*** Material

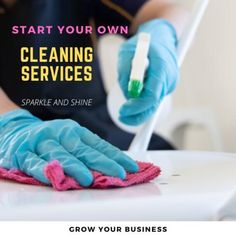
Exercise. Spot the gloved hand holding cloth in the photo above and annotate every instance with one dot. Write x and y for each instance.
(161, 76)
(29, 144)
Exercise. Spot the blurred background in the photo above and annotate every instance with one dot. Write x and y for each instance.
(203, 115)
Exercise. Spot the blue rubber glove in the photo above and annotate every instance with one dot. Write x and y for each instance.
(29, 144)
(161, 76)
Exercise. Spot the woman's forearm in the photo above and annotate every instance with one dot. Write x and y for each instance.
(6, 104)
(176, 14)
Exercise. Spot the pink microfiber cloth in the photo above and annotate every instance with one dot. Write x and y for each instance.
(61, 182)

******

Directive
Print all of the material above word for word, but leave out the pictures.

Exercise answer
Exercise. Spot the gloved hand holding cloth in the photo above and annotate every instance with one dot. Write x and y for each instance.
(161, 76)
(29, 144)
Exercise. Spot the blurred background in the photo above and annotate every instance with one dot. Write x and y for each instance.
(203, 115)
Exercise. Spot the blue rubber glove in the photo above and annotate every instance with one dot. Write x and y for each instance.
(29, 144)
(161, 76)
Exercise. Spot the woman's forearm in the photo above and annotate every instance with one dot. Write x and y for each instance.
(6, 104)
(176, 14)
Exercise. Spot the pink microfiber cloth in the photo above and annotate every instance with one dot. Write x and y for each instance.
(61, 182)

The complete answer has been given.